Opdracht 1 —
In opdracht van wie werd het verhaal in het tekstblok geschreven?
Opdracht 2 —
Noem alle vogelsoorten die in het tekstblok bij naam voorkomen.
Opdracht 3 —
Vertaal de zin "Ik moet moeite doen om hem bij te benen." uit het tekstblok in het Engels.

Tekstblok —
━━━━━━━━

I
haar wagen vertrok
het regende
ik zag vooral de leegte
die nog even droog bleef
donderdag 14 juli 2016
woensdag 13 juli 2016
Pallieter 2.0 - kort verhaal
Het verhaal werd geschreven in opdracht van de Lierse bibliotheek. Tijdens Supervlieg (3/7, Zomer in het Park) werd het voorgelezen in de boten van de Moedige Bootvissers. Tijdens de boottocht op de Binnennete wisselden woorden en accordeonmuziek elkaar af.
Mijn zoon en ik stappen de deur uit. Er nestelt zich als maar
meer blauw tussen het grijs. We nemen onze fietsen, terwijl een merel in de
dakgoot landt. De donkere vogel kijkt ons aan, steekt zijn snavel in de lucht
en begint te zingen. De noten uit zijn bek dansen en klotsen, zoals de regen
daarvoor heeft gedaan. Na zijn lied spreidt de merel zijn vleugels, vliegt over
het dak en verdwijnt. Mijn zoon stampt zijn fiets in gang en begint stevig te
trappen. Ik moet moeite doen om hem bij te benen. Op de Netedijken is het gras beginnen
schieten. In het bruine water, dat hevig stroomt, gaat een aalscholver kopje
onder. Ergens hoor ik de kreten van een meerkoet, maar ik zie niet meteen iets
bewegen in het struikgewas. Aan de Molbrug passeren we een beeld van een man en
een vrouw op een paard.
‘Daar zit Pallieter,’ zegt mijn zoon.

━━━━━━━━

Brongegevens —
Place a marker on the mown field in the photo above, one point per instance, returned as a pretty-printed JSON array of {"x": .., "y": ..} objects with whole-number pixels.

━━━━━━━━

Juiste antwoord 1 —
In opdracht van de Lierse bibliotheek.

Juiste antwoord 2 —
merel, aalscholver, meerkoet

Juiste antwoord 3 —
I have to make an effort to keep up with him.